>> START The records

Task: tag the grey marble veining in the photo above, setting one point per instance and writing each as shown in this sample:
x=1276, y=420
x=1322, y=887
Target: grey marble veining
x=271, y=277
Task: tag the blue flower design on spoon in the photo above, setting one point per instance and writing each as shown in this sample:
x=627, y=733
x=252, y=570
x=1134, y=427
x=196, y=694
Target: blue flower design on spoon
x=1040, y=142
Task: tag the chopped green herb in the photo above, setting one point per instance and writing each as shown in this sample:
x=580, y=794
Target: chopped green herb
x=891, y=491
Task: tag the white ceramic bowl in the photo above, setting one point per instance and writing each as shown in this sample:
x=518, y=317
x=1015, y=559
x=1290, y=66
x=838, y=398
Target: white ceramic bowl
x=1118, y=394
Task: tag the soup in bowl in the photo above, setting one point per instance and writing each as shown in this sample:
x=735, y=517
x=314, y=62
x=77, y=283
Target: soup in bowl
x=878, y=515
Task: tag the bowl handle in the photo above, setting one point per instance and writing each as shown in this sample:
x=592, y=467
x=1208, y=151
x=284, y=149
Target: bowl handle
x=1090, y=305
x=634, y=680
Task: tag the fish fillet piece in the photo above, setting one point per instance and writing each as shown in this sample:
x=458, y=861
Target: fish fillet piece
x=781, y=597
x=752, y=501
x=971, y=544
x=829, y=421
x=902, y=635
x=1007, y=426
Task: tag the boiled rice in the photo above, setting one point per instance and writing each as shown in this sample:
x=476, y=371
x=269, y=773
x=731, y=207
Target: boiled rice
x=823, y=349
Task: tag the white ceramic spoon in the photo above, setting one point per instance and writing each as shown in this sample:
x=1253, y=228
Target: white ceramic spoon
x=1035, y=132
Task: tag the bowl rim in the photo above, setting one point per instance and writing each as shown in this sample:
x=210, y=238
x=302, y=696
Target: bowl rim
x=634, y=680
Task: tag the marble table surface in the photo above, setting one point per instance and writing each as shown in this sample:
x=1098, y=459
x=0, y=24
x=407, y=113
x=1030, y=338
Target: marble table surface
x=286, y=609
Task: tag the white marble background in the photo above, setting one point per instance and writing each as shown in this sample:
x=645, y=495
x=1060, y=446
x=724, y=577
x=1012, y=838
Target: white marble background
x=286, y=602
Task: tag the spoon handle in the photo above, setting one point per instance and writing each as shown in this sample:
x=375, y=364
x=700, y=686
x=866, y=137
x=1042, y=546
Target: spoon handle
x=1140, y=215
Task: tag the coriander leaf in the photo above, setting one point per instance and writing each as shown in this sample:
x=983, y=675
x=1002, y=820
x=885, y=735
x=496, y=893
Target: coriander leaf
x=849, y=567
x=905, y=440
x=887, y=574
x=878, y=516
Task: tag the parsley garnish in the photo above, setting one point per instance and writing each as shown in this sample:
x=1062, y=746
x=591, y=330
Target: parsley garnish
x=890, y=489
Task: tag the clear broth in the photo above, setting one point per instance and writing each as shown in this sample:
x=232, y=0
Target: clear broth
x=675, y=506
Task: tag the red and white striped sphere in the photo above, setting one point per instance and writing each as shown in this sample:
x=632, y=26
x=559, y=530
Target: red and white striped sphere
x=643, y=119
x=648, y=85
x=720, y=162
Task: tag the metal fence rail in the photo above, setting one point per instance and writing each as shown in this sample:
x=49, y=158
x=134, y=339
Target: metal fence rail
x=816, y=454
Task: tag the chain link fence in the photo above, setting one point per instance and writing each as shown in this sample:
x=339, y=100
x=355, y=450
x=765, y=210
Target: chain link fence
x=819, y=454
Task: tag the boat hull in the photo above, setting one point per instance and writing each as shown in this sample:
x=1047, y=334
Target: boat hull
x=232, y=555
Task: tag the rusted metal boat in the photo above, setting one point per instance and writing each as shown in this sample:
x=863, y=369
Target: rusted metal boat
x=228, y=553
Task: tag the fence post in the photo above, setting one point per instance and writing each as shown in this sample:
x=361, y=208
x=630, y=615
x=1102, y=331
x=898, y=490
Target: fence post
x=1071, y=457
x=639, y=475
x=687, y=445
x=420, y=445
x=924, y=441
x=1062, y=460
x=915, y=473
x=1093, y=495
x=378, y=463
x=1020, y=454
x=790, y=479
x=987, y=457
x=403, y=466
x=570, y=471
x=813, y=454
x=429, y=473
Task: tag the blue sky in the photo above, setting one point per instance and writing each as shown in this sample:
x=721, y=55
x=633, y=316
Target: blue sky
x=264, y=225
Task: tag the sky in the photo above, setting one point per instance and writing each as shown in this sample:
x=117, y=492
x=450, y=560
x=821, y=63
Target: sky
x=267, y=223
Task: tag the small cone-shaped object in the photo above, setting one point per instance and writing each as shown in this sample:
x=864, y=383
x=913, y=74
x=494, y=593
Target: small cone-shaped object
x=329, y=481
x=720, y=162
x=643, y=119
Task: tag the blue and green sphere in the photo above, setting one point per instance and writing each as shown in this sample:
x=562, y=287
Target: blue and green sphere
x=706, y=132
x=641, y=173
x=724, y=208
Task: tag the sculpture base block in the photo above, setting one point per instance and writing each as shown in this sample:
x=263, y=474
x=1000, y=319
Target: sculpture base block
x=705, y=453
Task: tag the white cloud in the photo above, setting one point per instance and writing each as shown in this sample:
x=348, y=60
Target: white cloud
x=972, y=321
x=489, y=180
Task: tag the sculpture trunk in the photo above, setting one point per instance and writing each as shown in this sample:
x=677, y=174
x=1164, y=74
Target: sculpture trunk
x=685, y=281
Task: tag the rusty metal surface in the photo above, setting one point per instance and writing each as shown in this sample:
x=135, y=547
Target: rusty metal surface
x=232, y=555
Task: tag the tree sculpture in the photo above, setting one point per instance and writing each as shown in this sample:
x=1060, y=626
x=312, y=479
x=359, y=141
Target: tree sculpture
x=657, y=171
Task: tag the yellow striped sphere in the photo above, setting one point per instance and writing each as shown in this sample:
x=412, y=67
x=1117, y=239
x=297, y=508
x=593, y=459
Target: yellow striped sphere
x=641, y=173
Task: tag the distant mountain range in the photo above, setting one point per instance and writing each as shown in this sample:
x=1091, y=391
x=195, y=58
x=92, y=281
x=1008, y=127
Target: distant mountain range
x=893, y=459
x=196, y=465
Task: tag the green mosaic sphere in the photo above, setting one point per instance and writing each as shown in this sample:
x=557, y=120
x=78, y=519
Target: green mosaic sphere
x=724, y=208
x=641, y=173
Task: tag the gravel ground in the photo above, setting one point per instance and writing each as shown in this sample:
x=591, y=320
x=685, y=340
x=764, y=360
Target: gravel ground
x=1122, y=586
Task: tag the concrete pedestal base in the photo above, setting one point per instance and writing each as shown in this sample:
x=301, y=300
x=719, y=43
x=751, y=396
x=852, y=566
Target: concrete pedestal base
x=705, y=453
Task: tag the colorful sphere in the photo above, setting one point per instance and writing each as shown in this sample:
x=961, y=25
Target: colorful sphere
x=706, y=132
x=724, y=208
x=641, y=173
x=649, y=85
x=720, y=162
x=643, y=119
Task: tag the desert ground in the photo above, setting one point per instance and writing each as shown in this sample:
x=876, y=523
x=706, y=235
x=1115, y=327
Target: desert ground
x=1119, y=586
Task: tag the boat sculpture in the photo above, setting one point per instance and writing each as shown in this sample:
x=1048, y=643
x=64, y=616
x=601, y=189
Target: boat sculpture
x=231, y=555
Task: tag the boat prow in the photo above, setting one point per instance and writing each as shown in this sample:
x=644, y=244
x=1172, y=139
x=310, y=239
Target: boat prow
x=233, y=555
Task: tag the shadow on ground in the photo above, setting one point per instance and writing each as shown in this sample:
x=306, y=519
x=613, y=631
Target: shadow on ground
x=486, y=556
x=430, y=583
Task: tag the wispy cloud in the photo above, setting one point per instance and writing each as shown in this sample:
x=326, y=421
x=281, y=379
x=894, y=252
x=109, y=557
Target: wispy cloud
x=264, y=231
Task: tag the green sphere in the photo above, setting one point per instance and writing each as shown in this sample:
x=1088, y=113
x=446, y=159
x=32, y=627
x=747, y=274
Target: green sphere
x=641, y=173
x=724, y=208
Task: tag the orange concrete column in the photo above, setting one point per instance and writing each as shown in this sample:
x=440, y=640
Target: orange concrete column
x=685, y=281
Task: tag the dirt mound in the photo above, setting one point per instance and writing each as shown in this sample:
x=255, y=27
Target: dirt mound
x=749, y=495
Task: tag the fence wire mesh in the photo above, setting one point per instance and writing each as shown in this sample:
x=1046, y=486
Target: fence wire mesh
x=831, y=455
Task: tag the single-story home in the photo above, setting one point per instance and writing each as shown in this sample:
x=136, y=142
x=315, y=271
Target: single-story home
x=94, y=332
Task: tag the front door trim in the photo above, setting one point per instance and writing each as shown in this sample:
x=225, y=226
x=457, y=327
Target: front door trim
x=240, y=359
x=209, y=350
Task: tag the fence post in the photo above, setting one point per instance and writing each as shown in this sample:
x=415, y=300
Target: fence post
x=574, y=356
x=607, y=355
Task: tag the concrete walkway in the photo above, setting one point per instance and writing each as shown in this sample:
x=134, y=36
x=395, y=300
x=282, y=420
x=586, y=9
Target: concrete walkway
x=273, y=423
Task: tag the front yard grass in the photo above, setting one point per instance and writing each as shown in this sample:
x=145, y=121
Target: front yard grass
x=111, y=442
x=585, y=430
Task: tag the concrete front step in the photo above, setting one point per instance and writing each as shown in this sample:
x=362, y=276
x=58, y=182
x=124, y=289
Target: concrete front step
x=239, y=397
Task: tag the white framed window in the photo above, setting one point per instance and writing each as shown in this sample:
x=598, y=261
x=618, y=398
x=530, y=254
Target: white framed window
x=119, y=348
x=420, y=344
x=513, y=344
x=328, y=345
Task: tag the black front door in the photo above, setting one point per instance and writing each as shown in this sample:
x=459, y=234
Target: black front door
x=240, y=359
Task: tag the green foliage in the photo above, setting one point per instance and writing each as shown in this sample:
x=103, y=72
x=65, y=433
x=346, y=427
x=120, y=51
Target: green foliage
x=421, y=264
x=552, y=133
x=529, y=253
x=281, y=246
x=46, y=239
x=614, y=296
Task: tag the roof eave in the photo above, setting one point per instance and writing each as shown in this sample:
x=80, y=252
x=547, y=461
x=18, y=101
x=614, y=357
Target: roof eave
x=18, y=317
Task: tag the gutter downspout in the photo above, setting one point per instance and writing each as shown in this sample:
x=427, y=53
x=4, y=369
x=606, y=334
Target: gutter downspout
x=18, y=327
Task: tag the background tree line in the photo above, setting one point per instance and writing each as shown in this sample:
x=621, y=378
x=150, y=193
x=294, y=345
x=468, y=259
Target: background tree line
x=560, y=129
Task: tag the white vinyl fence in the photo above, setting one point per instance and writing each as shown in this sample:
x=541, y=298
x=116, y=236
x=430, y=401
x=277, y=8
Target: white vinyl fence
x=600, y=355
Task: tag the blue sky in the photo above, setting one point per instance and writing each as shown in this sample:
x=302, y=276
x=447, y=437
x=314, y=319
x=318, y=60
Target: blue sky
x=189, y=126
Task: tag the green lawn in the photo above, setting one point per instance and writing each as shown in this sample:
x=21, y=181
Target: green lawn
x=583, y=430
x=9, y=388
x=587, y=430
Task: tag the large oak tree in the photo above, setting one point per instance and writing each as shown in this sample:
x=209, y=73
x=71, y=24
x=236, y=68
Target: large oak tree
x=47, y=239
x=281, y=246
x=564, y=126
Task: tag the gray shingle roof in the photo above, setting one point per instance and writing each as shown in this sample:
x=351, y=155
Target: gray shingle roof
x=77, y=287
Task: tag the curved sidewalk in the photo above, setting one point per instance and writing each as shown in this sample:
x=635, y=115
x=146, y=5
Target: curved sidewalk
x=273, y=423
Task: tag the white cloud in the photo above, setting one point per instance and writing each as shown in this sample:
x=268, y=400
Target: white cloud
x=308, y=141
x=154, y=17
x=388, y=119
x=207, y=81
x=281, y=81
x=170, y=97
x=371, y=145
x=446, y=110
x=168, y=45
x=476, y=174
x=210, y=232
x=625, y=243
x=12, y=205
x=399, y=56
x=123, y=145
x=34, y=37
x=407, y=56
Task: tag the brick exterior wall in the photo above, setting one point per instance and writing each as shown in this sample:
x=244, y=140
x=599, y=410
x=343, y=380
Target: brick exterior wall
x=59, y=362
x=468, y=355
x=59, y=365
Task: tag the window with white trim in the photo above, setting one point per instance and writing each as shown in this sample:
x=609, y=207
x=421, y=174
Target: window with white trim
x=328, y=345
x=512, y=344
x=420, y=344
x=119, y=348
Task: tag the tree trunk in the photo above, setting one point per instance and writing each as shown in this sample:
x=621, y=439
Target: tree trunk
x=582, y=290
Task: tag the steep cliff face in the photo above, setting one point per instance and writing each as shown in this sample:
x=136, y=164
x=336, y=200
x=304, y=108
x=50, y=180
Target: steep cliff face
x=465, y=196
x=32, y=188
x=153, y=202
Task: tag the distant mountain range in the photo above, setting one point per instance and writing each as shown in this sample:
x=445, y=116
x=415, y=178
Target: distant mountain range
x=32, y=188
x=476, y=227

>> END The records

Exercise brief -> Please rewrite the rows from the start through the line with "x=271, y=277", replacing "grey" with "gray" and leaving everything else unchanged.

Task result ->
Task: tag the gray marble veining in the photo above, setting one point per instance and writing each as shown in this sample:
x=1276, y=420
x=1322, y=887
Target: gray marble veining
x=271, y=277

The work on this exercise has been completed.